Extracted text:
▼
I also met Davi Ottenheimer, co-author of Securing the Virtual Environment. I was not familiar with Davi’s work, and when he gave me a copy of his book I though the subject would be a bit boring. Yet back to my hotel I started reading a couple pages from various chapters, and suddenly found it more interesting: the book is really accessible, seems to provide a comprehensive and up-to-date coverage of the topic, and is extremely well written (compared to the average security book). I hope that Davi’s upcoming Securing Big Data will be of the same caliber.

BLAKE2

The cryptographic hash function BLAKE2 was created last year, by Samuel Neves, Chris Winnerlein, Zooko, and myself. Due to its efficiency and high security, and maybe because NIST has yet to publish the SHA-3 FIPS standard, BLAKE2 was quickly adopted in several projects, including WinRAR and CyaSSL.
▲
Supplied data:
▼
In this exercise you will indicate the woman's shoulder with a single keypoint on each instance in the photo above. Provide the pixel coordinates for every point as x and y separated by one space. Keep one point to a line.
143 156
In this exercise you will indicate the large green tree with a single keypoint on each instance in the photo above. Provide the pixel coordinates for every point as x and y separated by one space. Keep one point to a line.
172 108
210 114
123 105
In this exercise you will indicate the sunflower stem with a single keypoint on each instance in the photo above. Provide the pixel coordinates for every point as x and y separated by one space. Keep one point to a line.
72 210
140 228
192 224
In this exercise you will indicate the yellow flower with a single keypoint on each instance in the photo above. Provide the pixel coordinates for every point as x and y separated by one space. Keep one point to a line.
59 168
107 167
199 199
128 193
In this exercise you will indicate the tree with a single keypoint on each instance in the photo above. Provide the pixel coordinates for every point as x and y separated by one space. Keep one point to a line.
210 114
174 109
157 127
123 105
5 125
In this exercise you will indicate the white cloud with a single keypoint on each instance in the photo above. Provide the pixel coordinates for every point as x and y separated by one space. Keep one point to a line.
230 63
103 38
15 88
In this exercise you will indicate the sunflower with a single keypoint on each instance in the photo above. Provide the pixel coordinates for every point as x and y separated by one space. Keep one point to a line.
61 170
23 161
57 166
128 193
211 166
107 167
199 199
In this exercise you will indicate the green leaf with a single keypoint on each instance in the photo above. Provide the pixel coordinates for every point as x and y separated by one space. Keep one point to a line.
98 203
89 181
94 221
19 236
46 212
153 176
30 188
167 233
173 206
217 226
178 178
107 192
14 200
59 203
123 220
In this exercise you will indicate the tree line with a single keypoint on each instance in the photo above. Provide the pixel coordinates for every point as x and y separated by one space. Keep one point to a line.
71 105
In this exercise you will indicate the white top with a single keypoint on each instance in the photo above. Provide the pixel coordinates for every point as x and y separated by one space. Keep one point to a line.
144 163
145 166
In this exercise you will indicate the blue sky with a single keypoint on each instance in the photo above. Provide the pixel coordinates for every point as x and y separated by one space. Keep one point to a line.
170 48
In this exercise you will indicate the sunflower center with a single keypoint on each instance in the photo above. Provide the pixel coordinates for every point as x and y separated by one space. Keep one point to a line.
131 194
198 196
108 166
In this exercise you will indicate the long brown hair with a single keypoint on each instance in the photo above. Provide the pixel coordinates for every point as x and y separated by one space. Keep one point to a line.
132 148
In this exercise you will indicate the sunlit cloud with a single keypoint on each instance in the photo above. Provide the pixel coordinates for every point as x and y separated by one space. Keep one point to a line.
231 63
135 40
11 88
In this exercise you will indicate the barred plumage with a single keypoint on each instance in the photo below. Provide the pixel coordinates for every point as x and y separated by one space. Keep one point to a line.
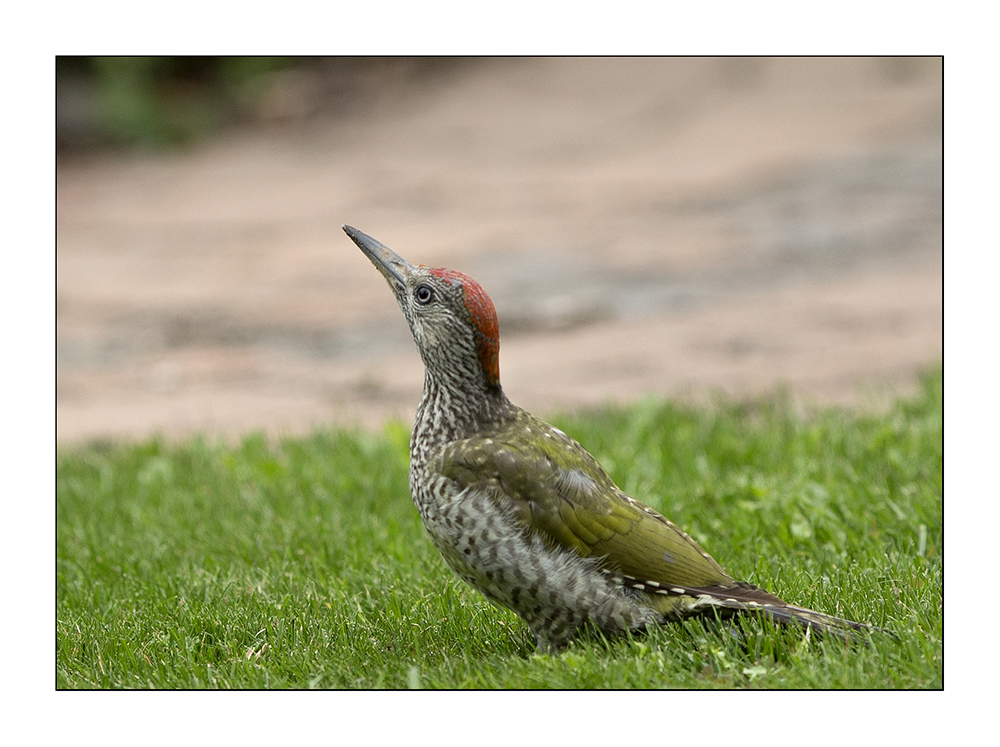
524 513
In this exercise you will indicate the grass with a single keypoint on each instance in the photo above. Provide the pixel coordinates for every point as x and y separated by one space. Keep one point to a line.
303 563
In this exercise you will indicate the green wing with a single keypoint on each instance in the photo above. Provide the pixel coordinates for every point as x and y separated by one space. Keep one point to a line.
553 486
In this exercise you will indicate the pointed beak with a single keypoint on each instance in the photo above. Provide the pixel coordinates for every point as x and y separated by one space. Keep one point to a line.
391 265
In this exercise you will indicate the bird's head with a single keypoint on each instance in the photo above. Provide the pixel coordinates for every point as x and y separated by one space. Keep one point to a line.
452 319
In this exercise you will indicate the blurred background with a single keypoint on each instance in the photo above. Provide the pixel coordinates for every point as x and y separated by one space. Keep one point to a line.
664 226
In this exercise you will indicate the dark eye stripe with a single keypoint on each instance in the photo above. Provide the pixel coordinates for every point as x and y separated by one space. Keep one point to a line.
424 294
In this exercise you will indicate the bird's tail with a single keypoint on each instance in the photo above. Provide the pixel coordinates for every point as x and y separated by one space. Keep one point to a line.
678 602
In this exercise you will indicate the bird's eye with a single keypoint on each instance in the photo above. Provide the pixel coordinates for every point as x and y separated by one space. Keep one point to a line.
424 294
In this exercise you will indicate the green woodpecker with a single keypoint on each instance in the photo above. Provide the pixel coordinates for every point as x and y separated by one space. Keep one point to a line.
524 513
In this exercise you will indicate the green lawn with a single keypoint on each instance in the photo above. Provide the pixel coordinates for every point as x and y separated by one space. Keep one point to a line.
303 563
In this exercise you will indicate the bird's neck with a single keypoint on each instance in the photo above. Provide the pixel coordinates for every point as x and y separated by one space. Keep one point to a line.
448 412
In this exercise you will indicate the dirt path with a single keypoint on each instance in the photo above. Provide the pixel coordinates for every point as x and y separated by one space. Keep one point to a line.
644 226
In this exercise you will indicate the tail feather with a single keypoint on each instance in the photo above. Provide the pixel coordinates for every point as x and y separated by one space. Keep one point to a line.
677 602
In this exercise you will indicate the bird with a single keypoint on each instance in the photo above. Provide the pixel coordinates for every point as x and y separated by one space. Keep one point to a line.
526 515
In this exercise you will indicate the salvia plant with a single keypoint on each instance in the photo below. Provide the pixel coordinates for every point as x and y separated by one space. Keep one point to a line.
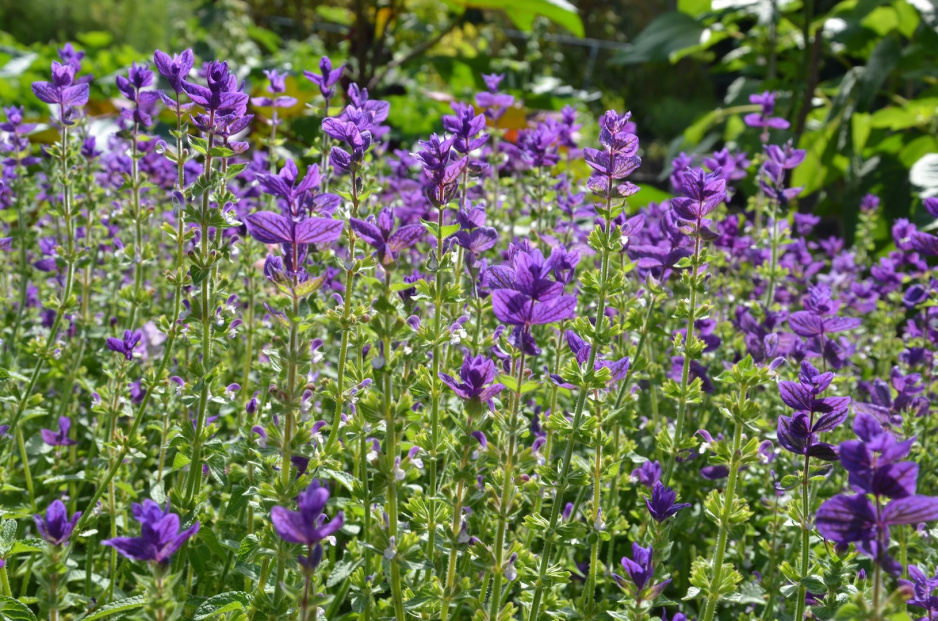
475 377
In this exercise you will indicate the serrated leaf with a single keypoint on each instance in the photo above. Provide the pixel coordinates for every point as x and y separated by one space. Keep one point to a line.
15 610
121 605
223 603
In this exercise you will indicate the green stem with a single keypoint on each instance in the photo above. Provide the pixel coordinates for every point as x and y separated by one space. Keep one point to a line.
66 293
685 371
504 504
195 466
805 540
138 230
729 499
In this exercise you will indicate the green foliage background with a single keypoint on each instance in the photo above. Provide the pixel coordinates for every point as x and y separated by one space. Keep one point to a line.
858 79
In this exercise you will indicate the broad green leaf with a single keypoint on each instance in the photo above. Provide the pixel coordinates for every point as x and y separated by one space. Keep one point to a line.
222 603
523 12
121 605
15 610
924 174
▲
▼
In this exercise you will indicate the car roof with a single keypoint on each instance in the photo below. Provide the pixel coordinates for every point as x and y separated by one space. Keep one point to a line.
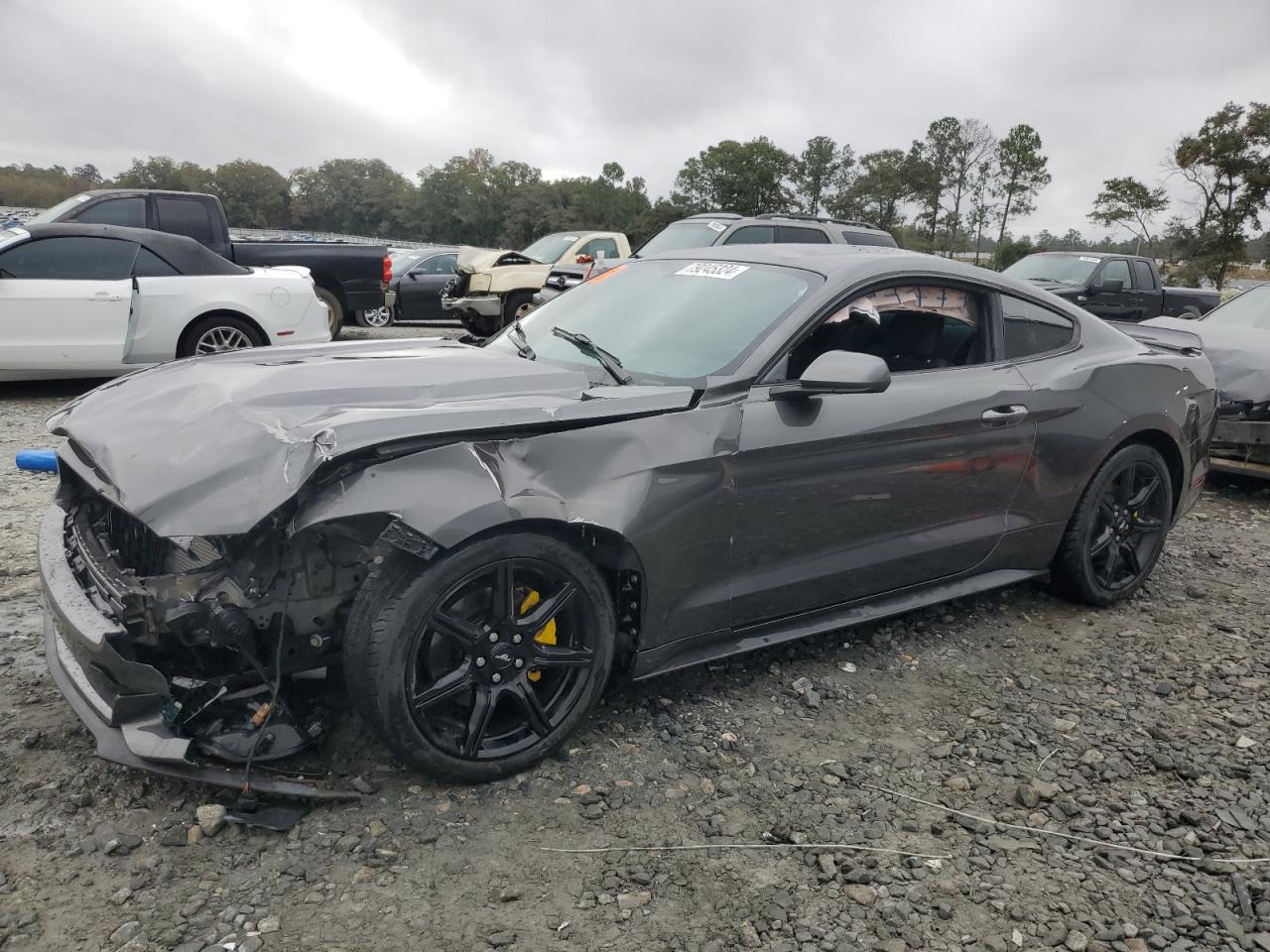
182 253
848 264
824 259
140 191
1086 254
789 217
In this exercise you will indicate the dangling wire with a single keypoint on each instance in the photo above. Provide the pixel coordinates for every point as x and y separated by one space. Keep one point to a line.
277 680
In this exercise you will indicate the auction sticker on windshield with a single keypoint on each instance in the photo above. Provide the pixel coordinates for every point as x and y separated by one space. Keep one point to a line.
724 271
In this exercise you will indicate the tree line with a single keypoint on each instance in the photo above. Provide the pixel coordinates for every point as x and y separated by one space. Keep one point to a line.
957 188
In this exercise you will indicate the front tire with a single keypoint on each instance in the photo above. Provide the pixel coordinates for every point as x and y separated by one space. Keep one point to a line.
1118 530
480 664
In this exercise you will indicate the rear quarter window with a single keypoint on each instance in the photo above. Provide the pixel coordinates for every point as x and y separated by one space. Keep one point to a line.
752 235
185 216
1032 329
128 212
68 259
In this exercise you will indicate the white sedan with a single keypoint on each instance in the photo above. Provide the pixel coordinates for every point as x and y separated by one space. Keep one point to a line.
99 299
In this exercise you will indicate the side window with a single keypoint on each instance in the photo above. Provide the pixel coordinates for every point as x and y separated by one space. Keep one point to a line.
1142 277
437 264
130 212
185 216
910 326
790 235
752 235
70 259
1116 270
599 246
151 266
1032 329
▲
What you will do:
**a)** From the passage about Davi Ottenheimer's book and BLAKE2, repeat word for word the part from "I also met Davi" up to and including "the same caliber.".
**b)** Pick up the passage about Davi Ottenheimer's book and the BLAKE2 hash function where it stops, and write what comes next.

Replies:
**a)**
I also met Davi Ottenheimer, co-author of Securing the Virtual Environment. I was not familiar with Davi’s work, and when he gave me a copy of his book I though the subject would be a bit boring. Yet back to my hotel I started reading a couple pages from various chapters, and suddenly found it more interesting: the book is really accessible, seems to provide a comprehensive and up-to-date coverage of the topic, and is extremely well written (compared to the average security book). I hope that Davi’s upcoming Securing Big Data will be of the same caliber.

**b)**
Although we’re pretty confident that BLAKE2 is as secure as we claim, it’s always good to see that skilled people have spent time trying to break it and failed to do so. Along those lines, the cryptanalysis results of Pierre Karpman (and others from NTU in Singapore) were presented at CT-RSA. Their research tends to confirm our expectations that relaxing the cryptographic complexity of some internal components for speed’s sake, as we did by tweaking the original BLAKE, does not affect the security of the hash function.

Vendor booths

I haven’t spent a lot of time in the exhibition halls mostly because as a technical guy, I felt a bit confused by the marketing and sales pitches. Nevertheless, I noticed the trends of cloud-based security (such as for mobile platforms), logs analysis and reporting (things like Splunk). Also, “advanced” seems to be a popular adjective, be it on the attack or on the defense side. I was surprised not see more products related to visualization; many solutions still show boring Excel-like tables or pie charts. Maybe we’ll have to wait til next year to see “secure cloud visualization”. Unsurprisingly, nobody really seemed to care about NSA surveillance (more on that later).

And there were things like this:

quantum

One of the few booths where I stopped was that of NSA, where I chatted about the Enigma machine they brought. (No, I didn’t ask about Suite A.)

PRNG debate

The PRNG debate in the crypto track was about the infamous Dual_EC_DRBG, with a panel composed of Dan Boneh, Paul Kocher, Bart Preneel, Adi Shamir, Dan Shumow.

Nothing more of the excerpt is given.